Referring expression pointing data

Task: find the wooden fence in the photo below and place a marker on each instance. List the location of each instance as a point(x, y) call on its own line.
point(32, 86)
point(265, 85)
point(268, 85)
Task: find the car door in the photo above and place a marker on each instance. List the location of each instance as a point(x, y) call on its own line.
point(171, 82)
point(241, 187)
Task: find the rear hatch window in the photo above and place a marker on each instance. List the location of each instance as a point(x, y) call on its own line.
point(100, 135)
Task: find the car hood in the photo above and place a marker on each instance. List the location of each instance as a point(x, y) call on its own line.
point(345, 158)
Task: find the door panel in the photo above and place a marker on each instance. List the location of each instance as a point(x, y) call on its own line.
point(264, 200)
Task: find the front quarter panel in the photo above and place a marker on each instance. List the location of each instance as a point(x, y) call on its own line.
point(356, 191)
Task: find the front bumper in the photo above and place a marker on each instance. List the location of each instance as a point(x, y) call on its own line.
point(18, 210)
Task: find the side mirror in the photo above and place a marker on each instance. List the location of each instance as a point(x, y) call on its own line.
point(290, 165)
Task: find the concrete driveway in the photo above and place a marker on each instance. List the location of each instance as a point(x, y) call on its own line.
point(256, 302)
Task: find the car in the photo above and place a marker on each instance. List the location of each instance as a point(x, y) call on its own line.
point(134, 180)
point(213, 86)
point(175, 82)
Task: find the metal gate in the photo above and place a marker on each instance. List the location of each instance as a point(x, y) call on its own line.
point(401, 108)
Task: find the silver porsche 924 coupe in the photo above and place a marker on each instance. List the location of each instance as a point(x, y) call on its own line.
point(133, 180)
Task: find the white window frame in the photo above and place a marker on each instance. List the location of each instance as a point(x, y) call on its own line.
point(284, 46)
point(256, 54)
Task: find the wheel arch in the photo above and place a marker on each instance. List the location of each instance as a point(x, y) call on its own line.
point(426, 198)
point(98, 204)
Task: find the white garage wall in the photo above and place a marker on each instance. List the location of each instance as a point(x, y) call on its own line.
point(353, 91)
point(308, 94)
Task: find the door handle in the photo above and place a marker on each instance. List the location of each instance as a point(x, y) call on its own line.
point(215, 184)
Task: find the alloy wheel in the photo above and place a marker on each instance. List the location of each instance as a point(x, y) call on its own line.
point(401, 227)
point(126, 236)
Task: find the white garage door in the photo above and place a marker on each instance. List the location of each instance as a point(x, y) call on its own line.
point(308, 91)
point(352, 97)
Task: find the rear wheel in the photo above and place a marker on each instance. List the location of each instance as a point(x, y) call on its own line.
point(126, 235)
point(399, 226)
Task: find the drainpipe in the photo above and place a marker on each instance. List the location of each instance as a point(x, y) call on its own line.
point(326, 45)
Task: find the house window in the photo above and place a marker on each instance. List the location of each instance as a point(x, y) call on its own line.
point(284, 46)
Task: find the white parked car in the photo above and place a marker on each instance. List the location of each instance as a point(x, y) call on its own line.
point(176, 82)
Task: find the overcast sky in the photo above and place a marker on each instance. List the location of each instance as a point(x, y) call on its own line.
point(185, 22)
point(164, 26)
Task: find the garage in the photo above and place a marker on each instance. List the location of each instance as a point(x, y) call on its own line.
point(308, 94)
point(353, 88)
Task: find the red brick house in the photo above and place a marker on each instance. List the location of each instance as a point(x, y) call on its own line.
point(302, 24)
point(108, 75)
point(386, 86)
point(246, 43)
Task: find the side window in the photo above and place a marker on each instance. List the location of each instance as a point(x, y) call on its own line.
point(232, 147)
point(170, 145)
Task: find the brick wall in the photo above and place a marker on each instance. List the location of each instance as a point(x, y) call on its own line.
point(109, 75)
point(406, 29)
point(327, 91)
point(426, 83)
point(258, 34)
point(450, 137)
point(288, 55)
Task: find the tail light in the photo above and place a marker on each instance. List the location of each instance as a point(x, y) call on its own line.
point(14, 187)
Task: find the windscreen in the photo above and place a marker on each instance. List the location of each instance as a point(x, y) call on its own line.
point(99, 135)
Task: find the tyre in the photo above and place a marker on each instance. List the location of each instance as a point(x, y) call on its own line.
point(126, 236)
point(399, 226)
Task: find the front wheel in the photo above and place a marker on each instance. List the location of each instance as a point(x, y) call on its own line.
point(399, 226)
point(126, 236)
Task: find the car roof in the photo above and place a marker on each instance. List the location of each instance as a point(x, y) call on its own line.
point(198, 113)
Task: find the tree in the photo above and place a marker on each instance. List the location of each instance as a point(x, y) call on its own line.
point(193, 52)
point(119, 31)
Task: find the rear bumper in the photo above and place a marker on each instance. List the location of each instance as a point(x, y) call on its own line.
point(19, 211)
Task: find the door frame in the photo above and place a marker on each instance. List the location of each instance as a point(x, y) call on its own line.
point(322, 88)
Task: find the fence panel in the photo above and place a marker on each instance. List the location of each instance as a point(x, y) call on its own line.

● Work to complete: The only acceptable answer is the full set of entries, repeated exactly.

● Result:
Task: find the wooden fence in the photo below and place a marker on each instance. List the location of each instance as a point(x, y) call on its own line.
point(32, 86)
point(265, 85)
point(268, 85)
Task: find the car door in the photo above and place a marker on each instance. List the location of each instance as a point(x, y) call on its own line.
point(171, 82)
point(241, 187)
Task: find the rear hatch window in the photo above and place a marker on each instance. List the location of each instance as a point(x, y) call on its own line.
point(100, 135)
Task: find the car hood in the photo above and place a marker on each instance. List the location of each instance as a point(x, y) call on its own line.
point(345, 158)
Task: find the door panel in the photo above and place a marker on each instance. List the location of each instance as a point(x, y) call on its own line.
point(264, 200)
Task: find the front quarter panel in the photo above and place a marker on each instance. List the location of each instance as a point(x, y) call on its own line.
point(356, 191)
Task: find the front bumper in the photo above and place a marker on each instance. List the location of each instance as a point(x, y) call on its own line.
point(18, 210)
Task: find the side mirror in the photo above and place a marker on each instance. List the location of each instance as a point(x, y) call on its own line.
point(290, 165)
Task: find the concrete driveway in the photo above and place a marker on each instance. List the location of each instance as a point(x, y) call on its own line.
point(256, 302)
Task: find the car in the photo above and place a marker on each instance. List the location of each instance as a point(x, y) call on its own line.
point(134, 180)
point(213, 86)
point(175, 82)
Task: find the metal gate in the photo above and place a marker on each instance. List the location of each instance as a point(x, y) call on its own line.
point(401, 108)
Task: find the silver porsche 924 coupe in the photo above and place a marker on each instance. List the location of each instance as a point(x, y) call on its own line.
point(133, 180)
Task: find the white window frame in the photo above and place a marker on each instance. List the location of each instance as a point(x, y) call on its own line.
point(284, 46)
point(256, 54)
Task: find the wheel arch in the photo above and place a marker on each instance. List the location of each instance as a point(x, y) call on its own line.
point(426, 198)
point(98, 204)
Task: find the white garage wall in the photo above and place a marker on each instance. List the location of each instance as a point(x, y) call on its own line.
point(353, 91)
point(308, 94)
Task: find the door handle in the photo above and place a marker on each instance. List the location of each instance as a point(x, y) call on its own line.
point(215, 184)
Task: find the alloy wheel in the photo above and place a marker on each instance. List the location of each instance as a point(x, y) call on its own line.
point(401, 227)
point(126, 236)
Task: find the white garage door in the photo above and place a marker on each instance. List the location of each instance as a point(x, y) call on its own line.
point(308, 91)
point(352, 97)
Task: find the rear wheel in the photo above and place a marker on each instance. List the location of each instance as a point(x, y) call on its own line.
point(126, 235)
point(399, 226)
Task: find the drainpipe in the photo above and place a marker on each instance. List the location of each instance as a point(x, y) call on its own line.
point(326, 45)
Task: find the house window in the photo above and place a marker on each instance. List the location of each instance as a point(x, y) call on its own line.
point(284, 46)
Task: find the white parked car in the photo above and place a marker on each instance. List the location of each instance as a point(x, y) call on its own line.
point(176, 82)
Task: find the overcast sky in the photo above and place a marker on each instance. List the location of each instance as a point(x, y) call on its own line.
point(185, 22)
point(164, 26)
Task: find the garage in the photo above and place a marker on each instance. List the location of each instance as a point(x, y) call on its own line.
point(308, 94)
point(353, 88)
Task: find the red brick house in the photo above and place a marker on each instance. List the location of each instance as a point(x, y) call on its own line.
point(302, 24)
point(108, 75)
point(386, 86)
point(246, 43)
Task: find the side window in the photo above and place a marker on each instance. List the location of each instance as a point(x, y) call on its own line.
point(232, 147)
point(170, 145)
Task: find the brick wall in the photo above and place a marker on each instance. List the location of each instance as a point(x, y) call on its own line.
point(109, 75)
point(406, 29)
point(327, 91)
point(426, 83)
point(258, 34)
point(450, 137)
point(288, 55)
Task: find the tail light in the photo above and place a marker on each instance. List the location of each instance as a point(x, y) call on its own line.
point(14, 187)
Task: find the windscreen in the photo above and place a marker on each instance. List the location of each instance as a point(x, y) call on its own line.
point(99, 135)
Task: find the tyre in the photo above and place a marker on each instance. List the location of each instance as a point(x, y) call on its own line.
point(126, 236)
point(399, 226)
Task: find the front wheel in the photo above and place a marker on each instance. List the location of each instance as a point(x, y) call on its own line.
point(399, 226)
point(126, 236)
Task: find the car roof in the photo above and place a marker on each instance. List the location of each instance as a point(x, y) call on its own line.
point(198, 113)
Task: find the tree in the photo above and place a marker on each instance. List the location of each instance as a point(x, y) call on its own line.
point(193, 52)
point(119, 31)
Task: find the rear bumper in the photo above and place a marker on each instance. List the location of each instance as a point(x, y) call on its own line.
point(19, 211)
Task: find the door frame in the photo above and place a marker on each instance. List the location of each instance as a point(x, y) call on its own line.
point(322, 88)
Task: find the fence panel in the photo above and place a marker on each instance. List the location of each instance as a point(x, y) call on its own line.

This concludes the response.